### WORK INSTRUCTIONS
Gather every line in the records below that contains the word "side", and copy each of those lines in full.
---------- DATA FOR PROCESSING ----------
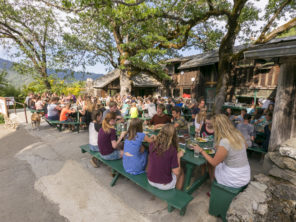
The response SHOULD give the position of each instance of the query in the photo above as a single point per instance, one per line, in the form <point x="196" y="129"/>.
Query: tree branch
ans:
<point x="268" y="25"/>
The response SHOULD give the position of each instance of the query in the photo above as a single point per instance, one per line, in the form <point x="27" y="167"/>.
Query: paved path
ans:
<point x="45" y="177"/>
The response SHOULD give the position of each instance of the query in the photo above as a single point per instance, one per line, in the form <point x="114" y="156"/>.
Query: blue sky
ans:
<point x="98" y="68"/>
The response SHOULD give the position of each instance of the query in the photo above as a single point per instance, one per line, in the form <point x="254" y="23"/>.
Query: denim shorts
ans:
<point x="169" y="186"/>
<point x="112" y="156"/>
<point x="94" y="148"/>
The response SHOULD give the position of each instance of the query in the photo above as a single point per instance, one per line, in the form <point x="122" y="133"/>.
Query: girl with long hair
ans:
<point x="135" y="156"/>
<point x="199" y="121"/>
<point x="107" y="139"/>
<point x="164" y="168"/>
<point x="94" y="128"/>
<point x="231" y="163"/>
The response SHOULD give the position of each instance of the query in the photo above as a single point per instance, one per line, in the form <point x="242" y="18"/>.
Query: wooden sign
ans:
<point x="3" y="106"/>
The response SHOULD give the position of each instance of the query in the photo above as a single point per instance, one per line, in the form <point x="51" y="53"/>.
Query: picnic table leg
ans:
<point x="170" y="208"/>
<point x="197" y="184"/>
<point x="183" y="211"/>
<point x="115" y="178"/>
<point x="77" y="127"/>
<point x="59" y="126"/>
<point x="189" y="169"/>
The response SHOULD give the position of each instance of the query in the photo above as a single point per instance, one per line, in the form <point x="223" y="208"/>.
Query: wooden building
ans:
<point x="251" y="79"/>
<point x="109" y="85"/>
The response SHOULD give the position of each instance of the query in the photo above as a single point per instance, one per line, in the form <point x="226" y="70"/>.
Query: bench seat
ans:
<point x="59" y="124"/>
<point x="174" y="198"/>
<point x="257" y="149"/>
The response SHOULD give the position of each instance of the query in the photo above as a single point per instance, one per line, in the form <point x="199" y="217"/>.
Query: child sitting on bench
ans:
<point x="107" y="139"/>
<point x="94" y="128"/>
<point x="135" y="156"/>
<point x="164" y="169"/>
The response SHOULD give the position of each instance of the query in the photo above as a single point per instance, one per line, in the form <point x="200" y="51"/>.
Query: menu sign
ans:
<point x="3" y="106"/>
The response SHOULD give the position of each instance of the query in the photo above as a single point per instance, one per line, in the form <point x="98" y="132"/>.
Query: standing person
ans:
<point x="94" y="128"/>
<point x="113" y="109"/>
<point x="53" y="109"/>
<point x="65" y="111"/>
<point x="160" y="119"/>
<point x="247" y="130"/>
<point x="240" y="118"/>
<point x="150" y="106"/>
<point x="164" y="167"/>
<point x="86" y="112"/>
<point x="179" y="121"/>
<point x="231" y="163"/>
<point x="207" y="128"/>
<point x="134" y="111"/>
<point x="107" y="139"/>
<point x="135" y="156"/>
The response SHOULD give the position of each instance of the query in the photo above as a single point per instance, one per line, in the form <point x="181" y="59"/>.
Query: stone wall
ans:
<point x="270" y="196"/>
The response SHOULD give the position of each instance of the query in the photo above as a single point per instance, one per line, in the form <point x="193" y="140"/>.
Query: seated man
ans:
<point x="113" y="109"/>
<point x="179" y="121"/>
<point x="247" y="130"/>
<point x="160" y="119"/>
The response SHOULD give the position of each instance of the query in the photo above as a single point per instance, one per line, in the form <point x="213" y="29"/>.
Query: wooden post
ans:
<point x="283" y="122"/>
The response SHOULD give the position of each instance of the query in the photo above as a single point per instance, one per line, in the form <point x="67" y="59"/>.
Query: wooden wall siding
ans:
<point x="254" y="78"/>
<point x="185" y="79"/>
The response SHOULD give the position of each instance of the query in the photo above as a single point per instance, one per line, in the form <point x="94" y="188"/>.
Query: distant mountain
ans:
<point x="19" y="80"/>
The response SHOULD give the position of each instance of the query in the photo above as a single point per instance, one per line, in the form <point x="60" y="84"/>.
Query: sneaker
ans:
<point x="95" y="162"/>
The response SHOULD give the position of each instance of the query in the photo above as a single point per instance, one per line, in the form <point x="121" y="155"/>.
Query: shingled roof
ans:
<point x="141" y="80"/>
<point x="282" y="47"/>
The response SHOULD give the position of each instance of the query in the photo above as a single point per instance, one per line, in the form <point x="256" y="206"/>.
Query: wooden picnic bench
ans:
<point x="175" y="198"/>
<point x="59" y="124"/>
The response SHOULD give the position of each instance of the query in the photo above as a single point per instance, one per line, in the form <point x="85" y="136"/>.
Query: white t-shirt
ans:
<point x="93" y="134"/>
<point x="151" y="109"/>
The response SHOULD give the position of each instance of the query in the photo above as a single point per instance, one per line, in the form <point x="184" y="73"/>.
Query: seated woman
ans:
<point x="93" y="130"/>
<point x="207" y="128"/>
<point x="164" y="168"/>
<point x="107" y="139"/>
<point x="231" y="161"/>
<point x="65" y="113"/>
<point x="134" y="111"/>
<point x="247" y="130"/>
<point x="53" y="109"/>
<point x="160" y="119"/>
<point x="135" y="156"/>
<point x="199" y="121"/>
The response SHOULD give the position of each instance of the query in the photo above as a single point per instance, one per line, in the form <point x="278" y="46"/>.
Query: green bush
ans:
<point x="1" y="119"/>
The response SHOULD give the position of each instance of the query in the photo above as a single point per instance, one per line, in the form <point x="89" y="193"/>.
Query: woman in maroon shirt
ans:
<point x="107" y="139"/>
<point x="160" y="119"/>
<point x="164" y="169"/>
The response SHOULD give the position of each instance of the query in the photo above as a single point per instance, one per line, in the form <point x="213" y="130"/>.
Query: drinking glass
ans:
<point x="196" y="153"/>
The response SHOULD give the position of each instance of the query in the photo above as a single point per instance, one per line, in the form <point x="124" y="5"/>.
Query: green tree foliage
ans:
<point x="58" y="86"/>
<point x="33" y="29"/>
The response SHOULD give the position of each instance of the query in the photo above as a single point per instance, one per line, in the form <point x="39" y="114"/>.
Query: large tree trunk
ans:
<point x="224" y="70"/>
<point x="284" y="115"/>
<point x="125" y="83"/>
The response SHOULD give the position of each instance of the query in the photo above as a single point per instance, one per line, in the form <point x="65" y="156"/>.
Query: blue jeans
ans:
<point x="94" y="148"/>
<point x="112" y="156"/>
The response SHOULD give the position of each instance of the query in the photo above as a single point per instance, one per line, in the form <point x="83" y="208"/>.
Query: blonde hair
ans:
<point x="200" y="117"/>
<point x="224" y="128"/>
<point x="136" y="125"/>
<point x="105" y="125"/>
<point x="165" y="138"/>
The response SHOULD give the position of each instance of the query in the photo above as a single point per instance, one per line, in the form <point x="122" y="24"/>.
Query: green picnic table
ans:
<point x="142" y="118"/>
<point x="190" y="163"/>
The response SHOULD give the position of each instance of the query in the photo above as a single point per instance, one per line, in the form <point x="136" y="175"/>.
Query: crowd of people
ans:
<point x="162" y="160"/>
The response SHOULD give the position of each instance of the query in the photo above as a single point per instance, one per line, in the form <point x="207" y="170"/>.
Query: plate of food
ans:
<point x="201" y="140"/>
<point x="209" y="150"/>
<point x="191" y="144"/>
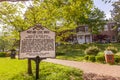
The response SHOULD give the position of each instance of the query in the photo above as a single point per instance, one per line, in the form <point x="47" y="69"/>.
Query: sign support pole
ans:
<point x="29" y="67"/>
<point x="37" y="60"/>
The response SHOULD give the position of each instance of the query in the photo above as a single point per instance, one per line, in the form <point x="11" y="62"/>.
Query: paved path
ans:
<point x="100" y="69"/>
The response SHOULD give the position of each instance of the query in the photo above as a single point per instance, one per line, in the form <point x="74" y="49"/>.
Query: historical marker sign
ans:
<point x="37" y="41"/>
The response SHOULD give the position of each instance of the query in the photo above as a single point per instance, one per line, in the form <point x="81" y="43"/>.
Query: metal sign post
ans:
<point x="37" y="43"/>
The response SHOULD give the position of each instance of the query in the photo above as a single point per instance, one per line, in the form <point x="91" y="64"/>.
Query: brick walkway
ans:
<point x="96" y="68"/>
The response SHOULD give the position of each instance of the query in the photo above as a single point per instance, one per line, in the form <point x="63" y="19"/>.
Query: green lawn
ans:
<point x="76" y="51"/>
<point x="14" y="69"/>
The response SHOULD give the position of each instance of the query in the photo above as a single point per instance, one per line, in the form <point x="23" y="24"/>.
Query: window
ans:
<point x="86" y="29"/>
<point x="105" y="28"/>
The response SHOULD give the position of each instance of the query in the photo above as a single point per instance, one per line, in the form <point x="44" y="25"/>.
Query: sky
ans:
<point x="106" y="7"/>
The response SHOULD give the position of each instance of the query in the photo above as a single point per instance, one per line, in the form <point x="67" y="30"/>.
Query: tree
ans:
<point x="70" y="13"/>
<point x="96" y="21"/>
<point x="116" y="11"/>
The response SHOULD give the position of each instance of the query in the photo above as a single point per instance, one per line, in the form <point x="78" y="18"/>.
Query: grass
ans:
<point x="76" y="51"/>
<point x="14" y="69"/>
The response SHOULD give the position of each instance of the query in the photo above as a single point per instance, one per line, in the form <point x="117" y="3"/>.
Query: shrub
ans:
<point x="92" y="50"/>
<point x="60" y="53"/>
<point x="100" y="59"/>
<point x="117" y="59"/>
<point x="112" y="48"/>
<point x="7" y="54"/>
<point x="91" y="58"/>
<point x="2" y="54"/>
<point x="86" y="57"/>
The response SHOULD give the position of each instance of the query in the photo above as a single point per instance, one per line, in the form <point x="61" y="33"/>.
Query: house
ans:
<point x="83" y="35"/>
<point x="108" y="34"/>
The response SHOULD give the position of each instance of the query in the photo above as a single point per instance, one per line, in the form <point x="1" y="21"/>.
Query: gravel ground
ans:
<point x="92" y="71"/>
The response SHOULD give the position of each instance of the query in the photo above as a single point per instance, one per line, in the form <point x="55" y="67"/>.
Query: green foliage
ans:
<point x="113" y="49"/>
<point x="116" y="11"/>
<point x="59" y="53"/>
<point x="92" y="50"/>
<point x="100" y="59"/>
<point x="86" y="57"/>
<point x="2" y="54"/>
<point x="117" y="58"/>
<point x="91" y="58"/>
<point x="15" y="70"/>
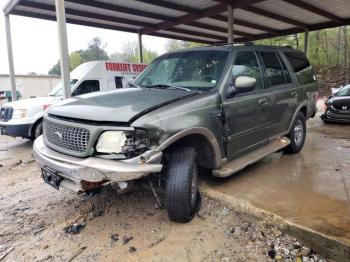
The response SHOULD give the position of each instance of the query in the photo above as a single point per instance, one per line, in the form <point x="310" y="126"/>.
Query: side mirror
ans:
<point x="245" y="83"/>
<point x="242" y="84"/>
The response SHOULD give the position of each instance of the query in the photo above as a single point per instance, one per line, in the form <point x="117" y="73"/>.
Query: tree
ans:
<point x="130" y="53"/>
<point x="173" y="45"/>
<point x="94" y="52"/>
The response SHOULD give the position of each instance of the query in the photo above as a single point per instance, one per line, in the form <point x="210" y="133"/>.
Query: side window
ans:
<point x="88" y="86"/>
<point x="118" y="82"/>
<point x="285" y="70"/>
<point x="273" y="68"/>
<point x="301" y="66"/>
<point x="246" y="64"/>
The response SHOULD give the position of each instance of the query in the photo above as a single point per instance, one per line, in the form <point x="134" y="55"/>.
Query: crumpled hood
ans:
<point x="123" y="105"/>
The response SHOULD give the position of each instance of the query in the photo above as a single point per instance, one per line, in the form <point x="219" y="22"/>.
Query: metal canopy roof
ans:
<point x="195" y="20"/>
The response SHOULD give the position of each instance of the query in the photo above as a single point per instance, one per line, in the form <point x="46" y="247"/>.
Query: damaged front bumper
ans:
<point x="81" y="174"/>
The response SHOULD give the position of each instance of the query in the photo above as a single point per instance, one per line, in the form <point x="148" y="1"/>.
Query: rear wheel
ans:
<point x="297" y="134"/>
<point x="182" y="197"/>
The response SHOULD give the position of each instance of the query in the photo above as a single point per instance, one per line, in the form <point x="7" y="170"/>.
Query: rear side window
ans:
<point x="88" y="86"/>
<point x="273" y="68"/>
<point x="246" y="64"/>
<point x="302" y="67"/>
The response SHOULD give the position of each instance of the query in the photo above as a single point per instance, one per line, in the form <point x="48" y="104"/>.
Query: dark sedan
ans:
<point x="338" y="107"/>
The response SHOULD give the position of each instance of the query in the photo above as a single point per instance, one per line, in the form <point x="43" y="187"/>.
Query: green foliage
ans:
<point x="130" y="53"/>
<point x="94" y="52"/>
<point x="173" y="45"/>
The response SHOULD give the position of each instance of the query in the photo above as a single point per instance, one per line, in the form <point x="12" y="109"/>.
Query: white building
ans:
<point x="30" y="85"/>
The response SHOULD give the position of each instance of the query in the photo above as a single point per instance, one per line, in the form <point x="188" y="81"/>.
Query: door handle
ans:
<point x="262" y="101"/>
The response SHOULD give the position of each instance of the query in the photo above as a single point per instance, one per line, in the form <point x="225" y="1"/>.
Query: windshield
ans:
<point x="191" y="70"/>
<point x="58" y="89"/>
<point x="345" y="91"/>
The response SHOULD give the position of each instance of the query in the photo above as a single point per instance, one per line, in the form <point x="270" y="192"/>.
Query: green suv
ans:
<point x="217" y="108"/>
----------
### EXERCISE ANSWER
Query: side mirror
Query: side window
Query: rear side window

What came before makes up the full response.